Objective
Rewrite the listing below with every "Target" changed to "Label" and nothing else altered, and omit the pictures.

::: Data records

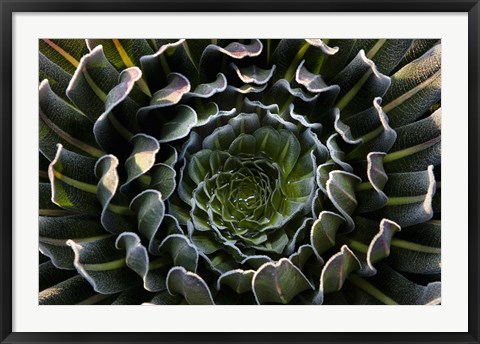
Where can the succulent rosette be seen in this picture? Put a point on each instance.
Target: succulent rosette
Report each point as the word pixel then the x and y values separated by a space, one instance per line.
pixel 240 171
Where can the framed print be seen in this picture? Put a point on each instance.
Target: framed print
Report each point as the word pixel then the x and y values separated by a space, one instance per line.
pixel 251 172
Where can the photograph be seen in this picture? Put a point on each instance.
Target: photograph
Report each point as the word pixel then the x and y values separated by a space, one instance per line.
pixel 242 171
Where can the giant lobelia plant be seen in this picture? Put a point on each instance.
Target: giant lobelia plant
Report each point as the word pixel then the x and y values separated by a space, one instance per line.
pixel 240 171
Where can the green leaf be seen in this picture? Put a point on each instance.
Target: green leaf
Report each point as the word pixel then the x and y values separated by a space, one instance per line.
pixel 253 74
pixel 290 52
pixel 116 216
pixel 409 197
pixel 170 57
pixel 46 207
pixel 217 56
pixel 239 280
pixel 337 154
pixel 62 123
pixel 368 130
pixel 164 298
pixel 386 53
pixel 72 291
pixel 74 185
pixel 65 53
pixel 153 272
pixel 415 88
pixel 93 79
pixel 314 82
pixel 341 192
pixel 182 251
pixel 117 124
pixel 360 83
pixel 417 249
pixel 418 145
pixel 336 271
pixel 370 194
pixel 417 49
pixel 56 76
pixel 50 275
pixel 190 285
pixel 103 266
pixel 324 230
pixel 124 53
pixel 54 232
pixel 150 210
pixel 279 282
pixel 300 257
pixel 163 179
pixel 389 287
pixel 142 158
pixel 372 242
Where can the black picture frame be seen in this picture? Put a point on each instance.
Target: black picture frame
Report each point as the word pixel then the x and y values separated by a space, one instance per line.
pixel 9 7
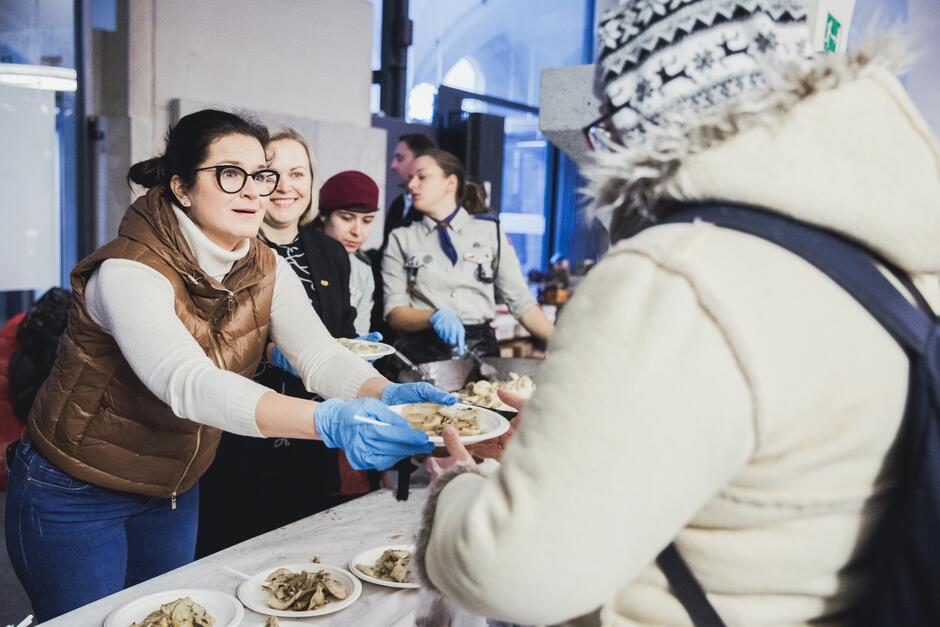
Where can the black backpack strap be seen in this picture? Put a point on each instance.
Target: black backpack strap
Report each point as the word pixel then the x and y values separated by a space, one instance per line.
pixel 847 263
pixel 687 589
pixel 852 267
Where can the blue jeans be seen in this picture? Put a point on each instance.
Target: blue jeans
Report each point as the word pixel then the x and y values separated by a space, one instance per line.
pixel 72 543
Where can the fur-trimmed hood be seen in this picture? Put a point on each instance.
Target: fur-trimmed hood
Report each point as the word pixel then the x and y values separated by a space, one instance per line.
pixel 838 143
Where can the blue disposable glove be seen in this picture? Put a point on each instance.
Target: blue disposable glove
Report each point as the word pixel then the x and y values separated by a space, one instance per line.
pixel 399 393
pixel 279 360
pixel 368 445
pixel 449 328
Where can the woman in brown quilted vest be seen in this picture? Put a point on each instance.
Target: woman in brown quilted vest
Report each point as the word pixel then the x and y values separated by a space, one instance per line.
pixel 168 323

::::::

Right answer
Where can the succulent rosette be seen in this picture? Put a point on each instance.
Label: succulent rosette
Report each point as the word pixel then the x and y values separated by a space, one instance per line.
pixel 240 171
Where can the framed print be seen in this picture? Put a point on each instance.
Label: framed print
Report each point as the word pixel then the x and y values separated by a space, one instance per line.
pixel 251 172
Where can the photograph be seen in this picture? Put a point on each instance.
Label: photograph
Report each point as the word pixel then the x and y values separated by a space, one instance per line.
pixel 242 171
Where can the giant lobelia plant be seen in this picture? Put a point on each instance.
Label: giant lobelia plant
Report each point as the word pixel then the x and y values separated by a space, one instance per line.
pixel 240 171
Where can the green leaf be seen in this picture? Put a point on each instance.
Label: green leaf
Report each point as the word pixel then the x and y values separated by a space, one instance per line.
pixel 253 74
pixel 290 52
pixel 116 216
pixel 409 197
pixel 170 57
pixel 46 207
pixel 217 56
pixel 239 280
pixel 337 154
pixel 62 123
pixel 368 130
pixel 164 298
pixel 386 53
pixel 72 291
pixel 74 185
pixel 65 53
pixel 153 272
pixel 415 88
pixel 93 79
pixel 314 82
pixel 341 192
pixel 182 251
pixel 117 124
pixel 360 83
pixel 417 249
pixel 418 145
pixel 336 271
pixel 370 194
pixel 417 49
pixel 56 76
pixel 50 275
pixel 190 285
pixel 103 266
pixel 324 230
pixel 124 53
pixel 54 232
pixel 150 210
pixel 279 282
pixel 300 257
pixel 163 179
pixel 389 287
pixel 142 158
pixel 372 242
Where can the black picture frame be seen in this picture? Put a point on each instance.
Label: black picture frame
Report each point as the word pixel then the x and y values separated by a space, one instance per line.
pixel 9 7
Where can the black backpack strap be seen in this picture? Put a point on each instance.
Label: black backpack strap
Report each point as the word pixel then the x and y values separated by a space, one instance per line.
pixel 847 263
pixel 687 589
pixel 852 267
Where can the blue jeans be seen in this picture? Put a point on each instance.
Label: blue jeans
Report each point as the word pixel then the x and y values separated by a space, one instance per line.
pixel 72 543
Where can the fur-trimmed hood be seen in this picture? Put a point on each instance.
Label: fur-trimmed hood
Report each point as the word pixel then the x and y values separated by a space, one instance per line.
pixel 838 143
Where can the blue disposable glove be seen in this picture? Put a point on each instance.
Label: blue disposable glove
Report each point as the word pixel then the x and y values separated by a space, one instance per line.
pixel 399 393
pixel 279 360
pixel 368 445
pixel 449 328
Where can the woman in brown quilted vest be seen in this picture? Put a point on each instance.
Label: woman in brown quilted vest
Report each point as the word pixel then the x and y values separated by a space, one instance per line.
pixel 168 323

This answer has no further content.